RECORDS TO PROCESS:
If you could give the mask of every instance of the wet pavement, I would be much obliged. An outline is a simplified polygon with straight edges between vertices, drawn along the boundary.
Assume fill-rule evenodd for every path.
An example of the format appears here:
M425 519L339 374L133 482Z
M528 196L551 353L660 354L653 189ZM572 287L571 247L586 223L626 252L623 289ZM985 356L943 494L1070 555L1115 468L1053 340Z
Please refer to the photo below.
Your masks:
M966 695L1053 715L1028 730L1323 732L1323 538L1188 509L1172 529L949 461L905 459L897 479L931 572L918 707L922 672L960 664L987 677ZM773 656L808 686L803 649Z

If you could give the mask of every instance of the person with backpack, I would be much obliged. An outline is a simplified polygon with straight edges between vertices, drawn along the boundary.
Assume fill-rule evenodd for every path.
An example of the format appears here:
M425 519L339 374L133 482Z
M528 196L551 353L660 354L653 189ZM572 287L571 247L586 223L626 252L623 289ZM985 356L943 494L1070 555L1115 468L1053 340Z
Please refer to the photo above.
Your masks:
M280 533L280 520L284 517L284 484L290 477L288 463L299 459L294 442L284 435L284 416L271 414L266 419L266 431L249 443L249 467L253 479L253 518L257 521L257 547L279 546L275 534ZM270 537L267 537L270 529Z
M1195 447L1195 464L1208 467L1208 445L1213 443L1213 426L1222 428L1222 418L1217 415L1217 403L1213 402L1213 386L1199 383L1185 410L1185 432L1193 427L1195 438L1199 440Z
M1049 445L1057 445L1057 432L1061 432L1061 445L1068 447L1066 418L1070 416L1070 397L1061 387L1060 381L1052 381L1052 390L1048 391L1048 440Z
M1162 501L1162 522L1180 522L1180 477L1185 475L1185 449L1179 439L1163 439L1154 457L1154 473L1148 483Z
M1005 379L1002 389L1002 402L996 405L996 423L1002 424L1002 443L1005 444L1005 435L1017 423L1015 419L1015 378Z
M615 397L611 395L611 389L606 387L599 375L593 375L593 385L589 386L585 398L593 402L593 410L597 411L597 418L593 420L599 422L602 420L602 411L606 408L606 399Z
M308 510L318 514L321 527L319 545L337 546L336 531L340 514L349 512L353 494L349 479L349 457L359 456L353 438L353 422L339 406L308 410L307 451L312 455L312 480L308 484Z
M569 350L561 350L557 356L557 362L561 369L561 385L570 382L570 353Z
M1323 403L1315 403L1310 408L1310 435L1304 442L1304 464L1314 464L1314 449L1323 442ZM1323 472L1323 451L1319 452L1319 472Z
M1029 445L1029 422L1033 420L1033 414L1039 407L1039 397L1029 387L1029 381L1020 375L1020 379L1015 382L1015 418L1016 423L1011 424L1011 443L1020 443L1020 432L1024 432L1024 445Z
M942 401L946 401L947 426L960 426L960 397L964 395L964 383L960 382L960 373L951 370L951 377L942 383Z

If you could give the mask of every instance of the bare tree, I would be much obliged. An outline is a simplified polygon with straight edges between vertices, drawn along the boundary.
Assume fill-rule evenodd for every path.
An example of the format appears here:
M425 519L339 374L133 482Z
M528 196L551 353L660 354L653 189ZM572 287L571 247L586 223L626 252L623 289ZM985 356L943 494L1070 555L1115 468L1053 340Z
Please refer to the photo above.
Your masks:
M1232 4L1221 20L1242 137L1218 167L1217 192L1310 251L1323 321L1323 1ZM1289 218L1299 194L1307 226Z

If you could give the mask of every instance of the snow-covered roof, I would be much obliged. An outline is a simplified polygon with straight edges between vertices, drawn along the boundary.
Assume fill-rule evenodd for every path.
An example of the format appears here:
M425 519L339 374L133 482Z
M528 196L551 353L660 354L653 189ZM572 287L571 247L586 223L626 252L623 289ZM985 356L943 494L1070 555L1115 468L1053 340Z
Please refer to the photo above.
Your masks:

WHAT TO WORK ON:
Rename "wet pavement" to "wet road" in the listing, starting at its first line and stopping after the line that contains "M966 695L1053 715L1028"; return only those lines, with nothing else changed.

RESPONSE BELOW:
If you could give the mask of every instance of the wet road, I would be much obliged. An outline is a simplified polygon with straight edges between vertices, drawn along the boundary.
Assume fill-rule evenodd for every path.
An example of the format appears here:
M425 519L339 374L133 482Z
M528 196L551 353L660 354L653 189ZM572 287L571 247L586 223L626 252L623 289ZM985 356L943 494L1070 555L1115 468L1053 340Z
Please refer to the photo below.
Your masks:
M966 695L1053 715L1028 730L1323 732L1323 538L1188 509L1172 529L949 461L905 459L897 479L931 572L918 707L922 672L960 664L987 677ZM773 656L808 686L803 649Z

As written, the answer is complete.